[Point labeling listing]
__________________________________________________

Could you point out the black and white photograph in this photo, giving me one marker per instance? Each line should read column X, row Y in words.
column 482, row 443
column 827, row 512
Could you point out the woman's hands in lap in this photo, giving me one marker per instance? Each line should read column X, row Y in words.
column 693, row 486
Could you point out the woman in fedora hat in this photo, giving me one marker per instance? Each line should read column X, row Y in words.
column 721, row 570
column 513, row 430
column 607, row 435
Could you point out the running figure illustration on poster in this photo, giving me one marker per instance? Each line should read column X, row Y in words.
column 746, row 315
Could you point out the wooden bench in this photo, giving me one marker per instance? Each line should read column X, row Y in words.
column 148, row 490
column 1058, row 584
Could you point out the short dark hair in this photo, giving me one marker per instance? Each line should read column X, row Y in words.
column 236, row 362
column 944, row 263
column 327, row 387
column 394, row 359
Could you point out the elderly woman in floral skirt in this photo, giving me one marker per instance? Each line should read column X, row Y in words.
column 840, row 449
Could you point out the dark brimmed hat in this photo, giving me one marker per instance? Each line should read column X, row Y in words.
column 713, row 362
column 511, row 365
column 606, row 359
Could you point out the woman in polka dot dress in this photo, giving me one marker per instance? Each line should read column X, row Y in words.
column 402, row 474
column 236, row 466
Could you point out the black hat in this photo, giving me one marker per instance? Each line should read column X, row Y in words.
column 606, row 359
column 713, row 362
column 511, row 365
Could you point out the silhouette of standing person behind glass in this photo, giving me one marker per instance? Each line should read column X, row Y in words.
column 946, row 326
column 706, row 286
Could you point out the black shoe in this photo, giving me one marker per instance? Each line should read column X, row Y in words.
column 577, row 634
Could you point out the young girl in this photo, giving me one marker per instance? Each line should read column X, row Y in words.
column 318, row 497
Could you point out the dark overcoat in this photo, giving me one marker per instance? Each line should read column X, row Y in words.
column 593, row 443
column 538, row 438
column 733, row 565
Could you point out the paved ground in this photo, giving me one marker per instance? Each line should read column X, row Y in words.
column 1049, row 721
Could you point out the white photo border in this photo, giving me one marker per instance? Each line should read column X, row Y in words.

__________________________________________________

▶ Requirements
Recast the lines of the listing as a JSON list of strings, one string per line and blank lines left out, from the line with "Could you point out the woman's" to the line with "column 693, row 486", both included.

▶ Task result
[
  "Could you point out the woman's hands in lap in this photo, giving me one marker per instance? Each line should read column X, row Y in words.",
  "column 693, row 486"
]